Anleitung zur Übung:
Schreiben Sie aus dem unten stehenden Text über das Verleihen und Borgen unter Freunden den Abschnitt von „Natürlich gibt es“ bis einschließlich „ihre Verpflichtungen betrachten?“ wortgetreu ab.

Vorgegebener Text:
.....

Was sagt die Bibel?
Verleihen und Borgen unter Freunden
„DER BÖSE BORGT UND ZAHLT NICHT ZURÜCK, ABER DER GERECHTE ERWEIST GUNST UND SCHENKT GABEN“ (PSALM 37:21).
„KEIN Borger sei und auch Verleiher nicht: Sich und den Freund verliert das Darlehn oft“. Diese Worte stammen von dem englischen Dramatiker William Shakespeare, der damit eine altbekannte Weisheit wiederholte. Sicherlich gibt es nur wenige Situationen im zwischenmenschlichen Bereich, die so viel potentiellen Zündstoff enthalten wie das Borgen und das Verleihen von Geld. Selbst bei der besten Planung und mit der ehrlichsten Absicht läuft nicht immer alles wie erwartet (Prediger 9:11, 12).
Es mögen Umstände eintreten, die es dem Borgenden erschweren, wenn nicht sogar unmöglich machen, seinen Verpflichtungen nachzukommen. Oder vielleicht benötigt der Verleiher das Geld plötzlich selbst. Unter solchen Umständen können Freundschaften und Beziehungen in die Brüche gehen, wie Shakespeare zu verstehen gab.
Natürlich gibt es stichhaltige Gründe, sich Geld zu borgen. Bedingt durch einen schweren Unfall oder den Verlust des Arbeitsplatzes, mag jemand einen finanziellen Rückschlag erleiden und den einzigen Ausweg darin sehen, sich Geld zu borgen. Die Bibel ermuntert Personen, denen es möglich ist, Bedürftigen zu helfen, es auch zu tun (Sprüche 3:27). Darunter kann auch das Verleihen von Geld fallen. Wie sollten Christen, die eine entsprechende Abmachung treffen, ihre Verpflichtungen betrachten?

.....

Entnommenes Material:
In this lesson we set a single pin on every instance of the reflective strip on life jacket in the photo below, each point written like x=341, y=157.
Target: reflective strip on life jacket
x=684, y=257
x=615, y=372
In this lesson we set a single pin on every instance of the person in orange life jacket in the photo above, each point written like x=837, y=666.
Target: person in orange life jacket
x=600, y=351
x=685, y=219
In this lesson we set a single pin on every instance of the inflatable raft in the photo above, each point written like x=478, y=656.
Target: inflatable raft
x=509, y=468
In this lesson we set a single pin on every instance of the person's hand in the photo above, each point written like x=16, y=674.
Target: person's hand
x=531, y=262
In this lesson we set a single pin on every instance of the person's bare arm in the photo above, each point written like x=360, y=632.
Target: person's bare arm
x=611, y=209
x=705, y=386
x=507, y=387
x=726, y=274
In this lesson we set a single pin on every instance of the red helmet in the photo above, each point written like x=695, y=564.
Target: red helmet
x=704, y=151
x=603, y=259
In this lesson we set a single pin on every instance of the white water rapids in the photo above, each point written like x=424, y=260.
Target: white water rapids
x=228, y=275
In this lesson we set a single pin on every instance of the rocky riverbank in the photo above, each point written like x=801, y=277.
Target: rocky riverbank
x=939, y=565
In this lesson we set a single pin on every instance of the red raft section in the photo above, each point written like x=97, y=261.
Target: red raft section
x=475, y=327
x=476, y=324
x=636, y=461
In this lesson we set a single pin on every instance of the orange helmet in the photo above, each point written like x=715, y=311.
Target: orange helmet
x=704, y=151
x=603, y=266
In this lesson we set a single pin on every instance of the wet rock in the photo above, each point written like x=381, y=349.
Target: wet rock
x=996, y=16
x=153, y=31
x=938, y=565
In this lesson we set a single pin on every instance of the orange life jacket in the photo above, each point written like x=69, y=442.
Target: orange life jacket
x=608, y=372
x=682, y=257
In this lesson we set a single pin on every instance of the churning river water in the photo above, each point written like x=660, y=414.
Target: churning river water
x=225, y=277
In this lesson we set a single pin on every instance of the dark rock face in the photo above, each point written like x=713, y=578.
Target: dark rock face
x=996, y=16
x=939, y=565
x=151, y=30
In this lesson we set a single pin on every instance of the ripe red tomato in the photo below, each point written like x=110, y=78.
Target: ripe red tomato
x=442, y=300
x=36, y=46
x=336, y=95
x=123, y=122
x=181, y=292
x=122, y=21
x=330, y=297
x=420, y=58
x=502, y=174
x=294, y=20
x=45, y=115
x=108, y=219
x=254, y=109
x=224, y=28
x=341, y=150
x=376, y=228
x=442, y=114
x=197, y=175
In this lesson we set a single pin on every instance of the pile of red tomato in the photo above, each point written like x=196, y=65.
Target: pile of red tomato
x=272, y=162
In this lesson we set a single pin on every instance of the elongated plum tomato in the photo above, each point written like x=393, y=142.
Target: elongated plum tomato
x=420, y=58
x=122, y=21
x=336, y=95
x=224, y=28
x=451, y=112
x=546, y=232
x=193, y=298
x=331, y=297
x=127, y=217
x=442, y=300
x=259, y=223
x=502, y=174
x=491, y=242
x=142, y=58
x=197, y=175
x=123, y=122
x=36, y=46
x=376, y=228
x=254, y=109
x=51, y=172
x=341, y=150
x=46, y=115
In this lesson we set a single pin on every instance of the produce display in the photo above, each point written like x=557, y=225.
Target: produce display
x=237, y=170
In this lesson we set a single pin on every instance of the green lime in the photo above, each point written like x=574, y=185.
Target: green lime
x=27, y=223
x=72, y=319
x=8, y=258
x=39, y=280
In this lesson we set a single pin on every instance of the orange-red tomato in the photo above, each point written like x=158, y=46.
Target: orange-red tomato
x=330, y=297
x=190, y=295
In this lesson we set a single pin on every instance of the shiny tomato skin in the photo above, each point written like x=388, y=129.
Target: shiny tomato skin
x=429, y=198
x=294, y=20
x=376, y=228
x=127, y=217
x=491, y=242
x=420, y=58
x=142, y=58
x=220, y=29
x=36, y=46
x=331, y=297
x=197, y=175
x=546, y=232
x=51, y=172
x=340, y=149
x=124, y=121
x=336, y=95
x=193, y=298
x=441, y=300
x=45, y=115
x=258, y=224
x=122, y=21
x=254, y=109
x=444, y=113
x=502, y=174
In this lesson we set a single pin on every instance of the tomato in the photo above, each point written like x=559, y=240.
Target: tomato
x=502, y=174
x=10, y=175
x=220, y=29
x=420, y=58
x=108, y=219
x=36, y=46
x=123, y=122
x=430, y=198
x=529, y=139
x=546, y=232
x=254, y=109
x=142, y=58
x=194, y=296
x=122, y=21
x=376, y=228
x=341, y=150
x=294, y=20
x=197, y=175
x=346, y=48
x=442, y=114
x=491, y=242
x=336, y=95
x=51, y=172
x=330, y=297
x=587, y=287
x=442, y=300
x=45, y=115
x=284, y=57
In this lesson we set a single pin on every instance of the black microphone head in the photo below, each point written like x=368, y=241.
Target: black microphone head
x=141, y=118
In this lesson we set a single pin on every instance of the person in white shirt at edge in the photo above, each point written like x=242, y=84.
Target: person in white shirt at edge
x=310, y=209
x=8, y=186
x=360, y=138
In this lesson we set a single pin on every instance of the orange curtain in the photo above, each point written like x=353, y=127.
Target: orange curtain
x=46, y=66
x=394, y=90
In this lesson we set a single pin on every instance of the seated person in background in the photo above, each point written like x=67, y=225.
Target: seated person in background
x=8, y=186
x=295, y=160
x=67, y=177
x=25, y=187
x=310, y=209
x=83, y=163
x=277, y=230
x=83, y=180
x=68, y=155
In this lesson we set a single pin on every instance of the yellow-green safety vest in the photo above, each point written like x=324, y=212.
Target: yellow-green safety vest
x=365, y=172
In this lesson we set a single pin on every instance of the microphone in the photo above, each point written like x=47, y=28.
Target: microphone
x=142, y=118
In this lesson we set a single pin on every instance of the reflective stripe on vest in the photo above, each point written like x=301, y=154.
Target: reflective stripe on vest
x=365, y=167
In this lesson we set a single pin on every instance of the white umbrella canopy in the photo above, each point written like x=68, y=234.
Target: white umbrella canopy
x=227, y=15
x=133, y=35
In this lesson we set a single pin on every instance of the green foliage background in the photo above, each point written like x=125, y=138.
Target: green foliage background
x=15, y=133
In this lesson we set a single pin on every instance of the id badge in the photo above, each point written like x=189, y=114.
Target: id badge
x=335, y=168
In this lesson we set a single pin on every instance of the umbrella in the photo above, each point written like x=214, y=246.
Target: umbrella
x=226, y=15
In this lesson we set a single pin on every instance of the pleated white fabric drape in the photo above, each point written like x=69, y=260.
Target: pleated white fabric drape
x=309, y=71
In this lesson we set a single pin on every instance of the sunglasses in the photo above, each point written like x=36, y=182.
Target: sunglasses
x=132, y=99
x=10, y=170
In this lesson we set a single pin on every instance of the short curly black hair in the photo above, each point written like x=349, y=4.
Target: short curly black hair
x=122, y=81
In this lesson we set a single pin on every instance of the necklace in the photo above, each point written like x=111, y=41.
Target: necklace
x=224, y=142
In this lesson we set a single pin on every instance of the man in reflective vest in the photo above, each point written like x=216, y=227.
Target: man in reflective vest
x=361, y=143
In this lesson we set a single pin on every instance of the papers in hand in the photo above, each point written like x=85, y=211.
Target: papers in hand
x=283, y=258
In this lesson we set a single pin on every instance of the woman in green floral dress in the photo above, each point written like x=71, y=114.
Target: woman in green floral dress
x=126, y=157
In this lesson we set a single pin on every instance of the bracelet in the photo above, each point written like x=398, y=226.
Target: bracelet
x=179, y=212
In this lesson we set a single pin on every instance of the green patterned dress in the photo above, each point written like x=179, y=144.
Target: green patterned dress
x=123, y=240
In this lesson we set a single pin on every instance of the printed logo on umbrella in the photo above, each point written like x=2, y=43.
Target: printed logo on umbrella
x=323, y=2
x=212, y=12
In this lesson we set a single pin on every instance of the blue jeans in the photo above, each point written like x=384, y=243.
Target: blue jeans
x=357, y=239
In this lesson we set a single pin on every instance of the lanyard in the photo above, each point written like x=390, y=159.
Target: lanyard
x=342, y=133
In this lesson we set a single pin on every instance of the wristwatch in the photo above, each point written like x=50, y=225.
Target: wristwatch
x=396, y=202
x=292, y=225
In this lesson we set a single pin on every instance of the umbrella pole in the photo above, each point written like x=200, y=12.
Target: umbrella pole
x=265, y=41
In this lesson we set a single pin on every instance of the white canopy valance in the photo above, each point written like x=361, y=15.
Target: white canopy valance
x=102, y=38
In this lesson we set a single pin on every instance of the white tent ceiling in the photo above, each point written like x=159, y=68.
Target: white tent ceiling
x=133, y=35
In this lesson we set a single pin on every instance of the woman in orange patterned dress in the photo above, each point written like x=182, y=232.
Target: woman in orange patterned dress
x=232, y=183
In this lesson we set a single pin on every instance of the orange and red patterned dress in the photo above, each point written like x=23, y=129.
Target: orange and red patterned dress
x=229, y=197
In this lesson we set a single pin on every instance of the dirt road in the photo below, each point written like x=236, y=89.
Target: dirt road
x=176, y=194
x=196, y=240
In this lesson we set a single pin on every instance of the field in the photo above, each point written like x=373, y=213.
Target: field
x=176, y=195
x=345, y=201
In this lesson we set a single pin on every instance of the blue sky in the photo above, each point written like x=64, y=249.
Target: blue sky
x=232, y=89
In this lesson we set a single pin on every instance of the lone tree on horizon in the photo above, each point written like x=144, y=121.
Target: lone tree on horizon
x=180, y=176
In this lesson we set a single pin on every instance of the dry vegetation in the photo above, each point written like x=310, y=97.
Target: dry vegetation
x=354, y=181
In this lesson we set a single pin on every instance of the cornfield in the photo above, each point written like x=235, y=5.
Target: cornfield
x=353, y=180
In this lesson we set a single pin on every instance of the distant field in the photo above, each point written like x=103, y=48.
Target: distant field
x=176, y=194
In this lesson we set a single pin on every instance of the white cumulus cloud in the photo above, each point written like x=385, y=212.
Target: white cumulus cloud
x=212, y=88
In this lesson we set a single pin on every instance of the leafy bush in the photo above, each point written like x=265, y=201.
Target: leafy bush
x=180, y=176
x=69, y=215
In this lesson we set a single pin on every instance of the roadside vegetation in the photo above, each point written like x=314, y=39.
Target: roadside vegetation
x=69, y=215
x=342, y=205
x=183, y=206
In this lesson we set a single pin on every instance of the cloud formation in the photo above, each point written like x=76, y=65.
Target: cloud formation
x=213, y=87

.....

Antwort zur Aufgabe:
Natürlich gibt es stichhaltige Gründe, sich Geld zu borgen. Bedingt durch einen schweren Unfall oder den Verlust des Arbeitsplatzes, mag jemand einen finanziellen Rückschlag erleiden und den einzigen Ausweg darin sehen, sich Geld zu borgen. Die Bibel ermuntert Personen, denen es möglich ist, Bedürftigen zu helfen, es auch zu tun (Sprüche 3:27). Darunter kann auch das Verleihen von Geld fallen. Wie sollten Christen, die eine entsprechende Abmachung treffen, ihre Verpflichtungen betrachten?